[DATASET start]

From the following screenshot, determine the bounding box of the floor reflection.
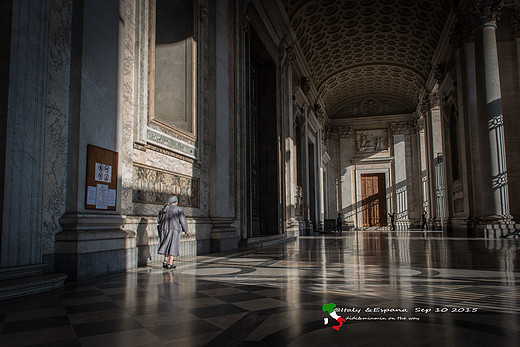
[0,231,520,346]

[DATASET end]
[DATASET start]

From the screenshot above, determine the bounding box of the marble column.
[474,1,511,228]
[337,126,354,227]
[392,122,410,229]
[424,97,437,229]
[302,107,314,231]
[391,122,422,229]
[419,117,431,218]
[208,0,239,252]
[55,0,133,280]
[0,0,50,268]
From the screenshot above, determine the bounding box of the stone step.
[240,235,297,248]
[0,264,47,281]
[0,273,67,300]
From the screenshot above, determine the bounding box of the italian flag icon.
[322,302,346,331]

[DATASET end]

Print the data verbatim, beginning at the line that contains "the marble column." and stopping after the line that contains "[0,273,67,300]", with both of those lines included.

From the screenshot above, determine the bounding box of the marble column.
[474,1,511,228]
[337,126,354,227]
[392,122,410,229]
[424,97,437,229]
[302,107,314,231]
[391,122,422,229]
[419,117,431,218]
[208,0,239,252]
[55,0,133,280]
[0,0,50,268]
From the screenshot above, determine the bounding box of the stone step.
[240,235,297,248]
[0,264,47,281]
[0,273,67,300]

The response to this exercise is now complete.